EXERCISE REQUIREMENTS
Copy out the lines between the one holding "Detect gravel bed." and the one holding "28, 121, 160, 211", inclusive, with "fish tail" changed to "tail fin" and everything else left the same.

EXCERPTED DATA
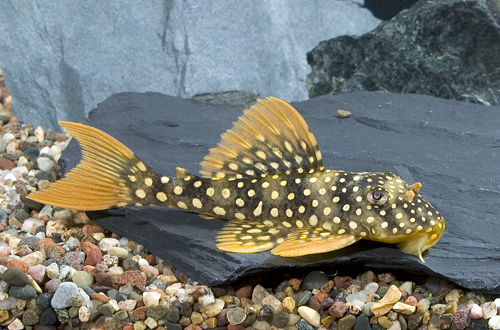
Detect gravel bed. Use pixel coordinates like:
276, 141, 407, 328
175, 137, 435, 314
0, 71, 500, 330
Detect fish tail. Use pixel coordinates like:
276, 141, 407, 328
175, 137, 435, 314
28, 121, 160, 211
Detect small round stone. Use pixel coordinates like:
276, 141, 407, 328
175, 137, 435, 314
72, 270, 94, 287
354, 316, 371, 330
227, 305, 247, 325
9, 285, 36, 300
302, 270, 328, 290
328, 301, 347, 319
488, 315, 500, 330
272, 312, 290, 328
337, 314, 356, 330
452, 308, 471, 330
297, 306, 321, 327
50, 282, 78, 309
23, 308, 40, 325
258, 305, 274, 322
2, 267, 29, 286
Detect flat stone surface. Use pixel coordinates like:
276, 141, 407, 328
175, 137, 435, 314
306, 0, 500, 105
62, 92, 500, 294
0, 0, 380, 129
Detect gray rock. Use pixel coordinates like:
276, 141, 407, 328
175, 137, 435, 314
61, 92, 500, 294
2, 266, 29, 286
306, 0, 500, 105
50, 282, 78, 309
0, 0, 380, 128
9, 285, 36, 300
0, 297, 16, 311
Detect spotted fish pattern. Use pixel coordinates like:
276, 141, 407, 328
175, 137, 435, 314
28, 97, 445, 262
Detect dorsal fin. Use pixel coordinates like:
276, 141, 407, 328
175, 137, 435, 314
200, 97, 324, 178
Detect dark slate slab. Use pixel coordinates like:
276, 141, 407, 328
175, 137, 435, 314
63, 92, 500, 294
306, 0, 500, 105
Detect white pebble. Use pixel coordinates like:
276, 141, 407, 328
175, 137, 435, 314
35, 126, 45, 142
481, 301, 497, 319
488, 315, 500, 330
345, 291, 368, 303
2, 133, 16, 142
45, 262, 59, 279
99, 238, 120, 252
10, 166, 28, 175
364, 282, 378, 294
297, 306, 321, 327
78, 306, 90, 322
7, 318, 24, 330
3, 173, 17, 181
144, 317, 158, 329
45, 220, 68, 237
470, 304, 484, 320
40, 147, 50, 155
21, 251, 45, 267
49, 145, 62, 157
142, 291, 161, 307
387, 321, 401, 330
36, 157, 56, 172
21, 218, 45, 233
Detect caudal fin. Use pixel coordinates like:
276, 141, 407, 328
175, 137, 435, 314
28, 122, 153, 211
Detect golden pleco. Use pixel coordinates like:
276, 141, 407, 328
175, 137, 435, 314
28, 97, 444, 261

* * *

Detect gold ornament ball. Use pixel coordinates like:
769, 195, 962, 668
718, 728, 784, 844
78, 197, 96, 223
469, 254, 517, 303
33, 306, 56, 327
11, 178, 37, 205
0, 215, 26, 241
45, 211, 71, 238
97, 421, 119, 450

--

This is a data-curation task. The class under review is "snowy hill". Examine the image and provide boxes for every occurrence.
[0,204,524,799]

TASK RESULT
Detect gravel bed. Use pixel coordinates like:
276, 141, 407, 328
175, 137, 435, 314
0, 71, 500, 330
Detect tail fin. Use pixel coordinates like:
276, 141, 407, 328
175, 137, 435, 314
28, 121, 160, 211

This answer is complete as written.